WHAT IS NEEDED
Locate every line in the records below that contains the string "porch" and copy each such line.

EXTRACTED INFORMATION
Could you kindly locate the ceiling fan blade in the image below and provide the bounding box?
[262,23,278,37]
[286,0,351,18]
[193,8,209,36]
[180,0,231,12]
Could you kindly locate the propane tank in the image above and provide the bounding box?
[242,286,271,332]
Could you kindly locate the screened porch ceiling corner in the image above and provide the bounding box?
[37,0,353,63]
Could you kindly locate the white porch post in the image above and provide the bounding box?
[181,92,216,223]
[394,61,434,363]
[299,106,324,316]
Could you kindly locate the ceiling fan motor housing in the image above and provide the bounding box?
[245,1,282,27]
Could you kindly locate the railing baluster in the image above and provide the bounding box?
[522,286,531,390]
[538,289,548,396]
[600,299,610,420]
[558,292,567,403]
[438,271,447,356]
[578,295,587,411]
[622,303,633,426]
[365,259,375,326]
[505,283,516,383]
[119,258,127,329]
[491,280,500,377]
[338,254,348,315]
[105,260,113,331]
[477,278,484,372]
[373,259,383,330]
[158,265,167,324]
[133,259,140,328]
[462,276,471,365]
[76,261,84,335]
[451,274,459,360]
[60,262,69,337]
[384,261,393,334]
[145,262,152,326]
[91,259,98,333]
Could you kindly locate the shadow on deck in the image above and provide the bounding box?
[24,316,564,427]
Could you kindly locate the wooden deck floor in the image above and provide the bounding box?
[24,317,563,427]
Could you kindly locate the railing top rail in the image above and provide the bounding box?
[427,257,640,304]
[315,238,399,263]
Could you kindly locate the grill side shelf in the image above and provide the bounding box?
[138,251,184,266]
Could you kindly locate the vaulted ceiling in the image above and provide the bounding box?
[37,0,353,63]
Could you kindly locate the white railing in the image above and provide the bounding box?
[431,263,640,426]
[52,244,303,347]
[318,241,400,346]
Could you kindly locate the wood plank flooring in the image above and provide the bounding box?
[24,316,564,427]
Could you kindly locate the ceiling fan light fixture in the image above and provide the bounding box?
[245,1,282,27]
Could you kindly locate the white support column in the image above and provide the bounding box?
--
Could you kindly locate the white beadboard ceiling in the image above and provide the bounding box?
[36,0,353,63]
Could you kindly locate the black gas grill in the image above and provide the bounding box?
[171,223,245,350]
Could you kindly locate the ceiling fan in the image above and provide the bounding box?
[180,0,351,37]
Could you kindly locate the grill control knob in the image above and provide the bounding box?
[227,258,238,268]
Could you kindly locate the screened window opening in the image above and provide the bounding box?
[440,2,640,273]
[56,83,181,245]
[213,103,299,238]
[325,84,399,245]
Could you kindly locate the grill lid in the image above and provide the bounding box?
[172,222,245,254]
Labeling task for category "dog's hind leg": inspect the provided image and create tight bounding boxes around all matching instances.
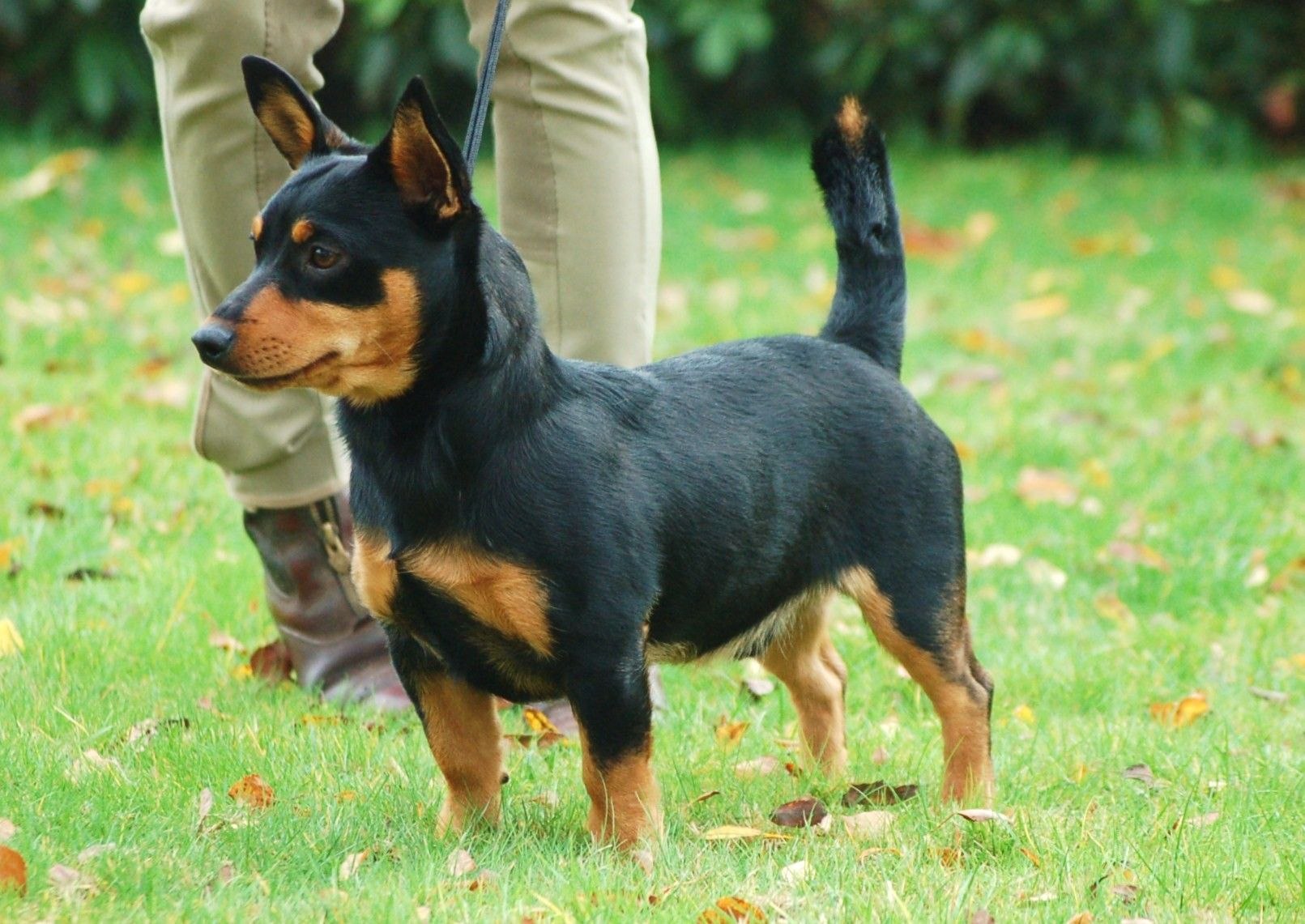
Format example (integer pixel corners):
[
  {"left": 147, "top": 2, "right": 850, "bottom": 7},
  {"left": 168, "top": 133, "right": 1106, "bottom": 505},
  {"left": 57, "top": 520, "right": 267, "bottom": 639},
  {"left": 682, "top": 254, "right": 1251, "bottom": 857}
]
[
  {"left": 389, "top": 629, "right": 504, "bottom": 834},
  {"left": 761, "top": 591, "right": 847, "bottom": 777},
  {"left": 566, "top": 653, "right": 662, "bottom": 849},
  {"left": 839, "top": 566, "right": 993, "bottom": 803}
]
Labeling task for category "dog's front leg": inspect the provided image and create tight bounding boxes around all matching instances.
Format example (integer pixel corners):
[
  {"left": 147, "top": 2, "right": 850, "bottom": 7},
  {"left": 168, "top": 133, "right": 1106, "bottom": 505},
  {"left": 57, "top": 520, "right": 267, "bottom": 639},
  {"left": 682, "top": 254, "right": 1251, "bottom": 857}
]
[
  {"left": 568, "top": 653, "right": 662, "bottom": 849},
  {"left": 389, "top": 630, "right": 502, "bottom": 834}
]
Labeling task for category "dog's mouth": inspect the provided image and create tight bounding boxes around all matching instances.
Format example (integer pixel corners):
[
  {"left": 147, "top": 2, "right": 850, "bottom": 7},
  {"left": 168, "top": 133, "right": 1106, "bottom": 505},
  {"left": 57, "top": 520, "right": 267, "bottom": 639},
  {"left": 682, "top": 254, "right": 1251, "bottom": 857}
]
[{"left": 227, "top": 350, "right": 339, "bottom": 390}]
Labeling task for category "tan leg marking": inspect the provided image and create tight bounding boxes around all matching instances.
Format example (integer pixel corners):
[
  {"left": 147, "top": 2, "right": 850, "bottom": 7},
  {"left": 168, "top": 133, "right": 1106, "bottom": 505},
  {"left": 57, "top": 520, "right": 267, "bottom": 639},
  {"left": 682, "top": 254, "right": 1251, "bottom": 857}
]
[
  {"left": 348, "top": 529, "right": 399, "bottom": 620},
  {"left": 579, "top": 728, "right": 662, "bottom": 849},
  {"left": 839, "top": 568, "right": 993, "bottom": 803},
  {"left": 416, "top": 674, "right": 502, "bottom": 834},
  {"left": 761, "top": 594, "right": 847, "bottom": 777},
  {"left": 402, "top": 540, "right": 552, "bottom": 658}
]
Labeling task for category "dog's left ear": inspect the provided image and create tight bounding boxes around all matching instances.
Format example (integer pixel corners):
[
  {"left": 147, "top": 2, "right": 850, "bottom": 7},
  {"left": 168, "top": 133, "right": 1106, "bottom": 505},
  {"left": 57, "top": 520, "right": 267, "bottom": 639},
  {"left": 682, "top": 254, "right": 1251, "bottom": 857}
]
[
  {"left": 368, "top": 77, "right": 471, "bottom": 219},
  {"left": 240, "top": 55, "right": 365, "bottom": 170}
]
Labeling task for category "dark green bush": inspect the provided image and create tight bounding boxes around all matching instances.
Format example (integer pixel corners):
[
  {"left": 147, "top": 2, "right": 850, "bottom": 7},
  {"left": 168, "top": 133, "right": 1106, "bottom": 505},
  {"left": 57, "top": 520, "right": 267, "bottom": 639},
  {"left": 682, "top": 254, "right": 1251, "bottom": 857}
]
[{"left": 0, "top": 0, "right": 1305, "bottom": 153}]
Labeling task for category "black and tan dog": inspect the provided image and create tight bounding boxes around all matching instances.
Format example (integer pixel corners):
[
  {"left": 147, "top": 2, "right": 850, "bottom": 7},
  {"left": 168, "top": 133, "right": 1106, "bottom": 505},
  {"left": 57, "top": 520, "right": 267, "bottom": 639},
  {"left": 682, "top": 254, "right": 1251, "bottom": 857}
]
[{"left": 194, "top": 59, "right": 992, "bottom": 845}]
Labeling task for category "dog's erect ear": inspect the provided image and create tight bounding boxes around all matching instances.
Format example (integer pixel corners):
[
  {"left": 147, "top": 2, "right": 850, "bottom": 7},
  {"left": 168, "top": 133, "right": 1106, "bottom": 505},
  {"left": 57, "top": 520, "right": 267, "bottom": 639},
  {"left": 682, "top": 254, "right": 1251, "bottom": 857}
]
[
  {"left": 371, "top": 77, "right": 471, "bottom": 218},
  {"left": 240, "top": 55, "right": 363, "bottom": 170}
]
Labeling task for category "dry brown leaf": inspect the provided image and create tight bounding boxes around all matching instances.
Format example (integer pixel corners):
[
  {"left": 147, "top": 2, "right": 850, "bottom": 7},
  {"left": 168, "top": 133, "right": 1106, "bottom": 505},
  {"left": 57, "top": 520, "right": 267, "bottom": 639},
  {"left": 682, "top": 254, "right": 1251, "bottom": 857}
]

EXERCISE RESULT
Could you kindly locate the screened porch ceiling corner in the image above and provide the bounding box?
Could you kindly locate the white porch post in the image above and provide the bounding box?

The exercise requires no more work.